→ **Text segment**
Northern Ireland’s (NI’s) agriculture minister, Edwin Poots has met the Ulster Farmers’ Union and representatives from the grain and fertiliser industry to discuss the impact that the invasion of Ukraine by Russia is having on food-supply chains in the north.

Having recognised the impact of the invasion on the NI agri-food sector in terms of rising feed and fertiliser costs, labour-supply problems, energy price hikes and supply-chain disruption, the minister has requested officials to hold Agri-Food Industry Forum meetings on a weekly basis.

Initially established to consider issues and responses to Covid-19, the meetings will now focus on addressing the current serious impacts in the food-supply chains and, in particular, the impact of the current crisis in the Ukraine.

“I am keen to support our agri-food industry by understanding its pressures and identifying what mitigations can be put in place,” said Minister Poots.

“We are in a crisis now and I feel it will get worse. The main concerns expressed by the primary producers are the continued increase in energy, fuel and grain prices.

“There are concerns in industry about the cost and availability of grain and fertiliser. I believe grain and fertiliser prices will remain high beyond this year into next year and perhaps into 2024,” he added.

“I am already lobbying the UK government to consider the 25% tariff on maize for export from the US and I will raise the issue of nitrogen application limits to agricultural land with my officials.”

This week, the minister also briefed the Agriculture, Environment and Rural Affairs Committee on the issues and told them:

“This is a UK-wide problem and an issue for the UK Government to take forward. I have written to the Secretary of State, George Eustice MP, to urgently consider a range of measures, including financial assistance for UK farmers to support them through the crisis.”

Minister Poots has also written to the finance minister asking for financial assistance for the agri-sector to enable it to deal with the rising costs that are impacting on their businesses.

Alternative sources of fertiliser and feed stuffs must also be looked at, Minister Poots said, adding that he was very keen to urgently look at sustainable options such as organic fertilisers from sources such as anaerobic digestor plants in addition to the use of chemical fertilisers.

→ **Supplied material**
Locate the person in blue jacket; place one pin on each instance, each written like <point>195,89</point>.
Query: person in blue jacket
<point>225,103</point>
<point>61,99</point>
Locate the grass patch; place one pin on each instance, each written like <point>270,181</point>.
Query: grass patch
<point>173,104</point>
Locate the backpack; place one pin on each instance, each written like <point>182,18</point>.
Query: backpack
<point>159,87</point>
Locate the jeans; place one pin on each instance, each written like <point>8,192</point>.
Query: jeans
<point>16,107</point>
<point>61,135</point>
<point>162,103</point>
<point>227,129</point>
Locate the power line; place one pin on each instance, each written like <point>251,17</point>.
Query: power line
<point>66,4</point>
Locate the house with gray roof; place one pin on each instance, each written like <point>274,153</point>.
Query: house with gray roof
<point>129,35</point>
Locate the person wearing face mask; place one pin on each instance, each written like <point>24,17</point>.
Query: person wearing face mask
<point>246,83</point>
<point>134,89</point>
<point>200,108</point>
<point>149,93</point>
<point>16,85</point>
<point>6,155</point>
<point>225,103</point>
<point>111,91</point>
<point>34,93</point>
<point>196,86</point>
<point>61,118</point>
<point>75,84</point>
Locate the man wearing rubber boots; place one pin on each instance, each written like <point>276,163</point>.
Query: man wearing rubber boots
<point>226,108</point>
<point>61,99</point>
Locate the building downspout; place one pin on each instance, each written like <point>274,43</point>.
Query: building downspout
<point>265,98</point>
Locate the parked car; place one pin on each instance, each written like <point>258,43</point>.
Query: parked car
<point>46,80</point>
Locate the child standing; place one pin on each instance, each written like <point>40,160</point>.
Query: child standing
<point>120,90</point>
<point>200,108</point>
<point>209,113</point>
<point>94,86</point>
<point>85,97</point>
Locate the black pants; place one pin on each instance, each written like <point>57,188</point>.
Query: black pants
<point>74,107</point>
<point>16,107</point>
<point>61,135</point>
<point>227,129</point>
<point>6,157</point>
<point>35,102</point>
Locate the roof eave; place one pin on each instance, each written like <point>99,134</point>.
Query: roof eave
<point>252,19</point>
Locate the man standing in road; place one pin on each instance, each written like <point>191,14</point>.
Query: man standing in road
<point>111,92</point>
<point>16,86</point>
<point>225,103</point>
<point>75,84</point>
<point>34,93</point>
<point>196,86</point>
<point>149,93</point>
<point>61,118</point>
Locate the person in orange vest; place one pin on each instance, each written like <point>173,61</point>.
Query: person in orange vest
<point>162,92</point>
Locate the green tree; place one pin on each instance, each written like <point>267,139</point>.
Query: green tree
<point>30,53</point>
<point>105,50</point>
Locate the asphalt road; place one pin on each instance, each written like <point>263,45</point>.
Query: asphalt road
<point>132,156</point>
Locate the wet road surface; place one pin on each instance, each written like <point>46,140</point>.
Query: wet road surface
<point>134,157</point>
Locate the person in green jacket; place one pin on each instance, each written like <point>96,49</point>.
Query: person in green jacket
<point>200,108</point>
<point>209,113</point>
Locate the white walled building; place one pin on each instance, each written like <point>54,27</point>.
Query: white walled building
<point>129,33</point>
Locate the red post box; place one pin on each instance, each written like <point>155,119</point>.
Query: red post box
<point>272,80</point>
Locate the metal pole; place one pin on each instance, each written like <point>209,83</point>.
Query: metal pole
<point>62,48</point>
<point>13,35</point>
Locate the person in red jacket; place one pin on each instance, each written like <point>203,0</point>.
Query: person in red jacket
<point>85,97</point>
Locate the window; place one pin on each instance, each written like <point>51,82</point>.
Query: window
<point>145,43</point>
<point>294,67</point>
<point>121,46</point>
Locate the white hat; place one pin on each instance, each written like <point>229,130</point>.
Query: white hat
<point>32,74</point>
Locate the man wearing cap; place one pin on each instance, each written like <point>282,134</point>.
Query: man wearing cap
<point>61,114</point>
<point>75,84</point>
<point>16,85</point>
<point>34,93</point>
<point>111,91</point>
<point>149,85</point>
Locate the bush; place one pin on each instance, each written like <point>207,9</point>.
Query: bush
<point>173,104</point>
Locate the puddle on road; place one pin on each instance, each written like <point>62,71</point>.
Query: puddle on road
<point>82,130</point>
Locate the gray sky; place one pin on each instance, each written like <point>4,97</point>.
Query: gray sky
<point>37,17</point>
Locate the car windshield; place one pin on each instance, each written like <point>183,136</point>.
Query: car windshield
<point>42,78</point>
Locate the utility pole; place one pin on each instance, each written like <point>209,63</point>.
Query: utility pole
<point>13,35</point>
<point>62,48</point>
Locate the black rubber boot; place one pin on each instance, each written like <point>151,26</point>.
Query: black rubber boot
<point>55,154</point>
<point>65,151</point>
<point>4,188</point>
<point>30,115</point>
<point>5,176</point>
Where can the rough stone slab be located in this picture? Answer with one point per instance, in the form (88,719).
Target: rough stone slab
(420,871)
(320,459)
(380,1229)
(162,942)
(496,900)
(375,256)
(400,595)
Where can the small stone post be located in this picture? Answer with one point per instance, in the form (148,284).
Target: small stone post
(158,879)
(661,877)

→ **Tasks**
1. According to the Northern Ireland agri-food text, how often has the minister asked officials to hold Agri-Food Industry Forum meetings?
2. From the Northern Ireland agri-food text, copy the passage starting with "Initially established to" and going on through "and grain prices.".

→ **Your written answers**
1. Weekly.

2.
Initially established to consider issues and responses to Covid-19, the meetings will now focus on addressing the current serious impacts in the food-supply chains and, in particular, the impact of the current crisis in the Ukraine.

“I am keen to support our agri-food industry by understanding its pressures and identifying what mitigations can be put in place,” said Minister Poots.

“We are in a crisis now and I feel it will get worse. The main concerns expressed by the primary producers are the continued increase in energy, fuel and grain prices.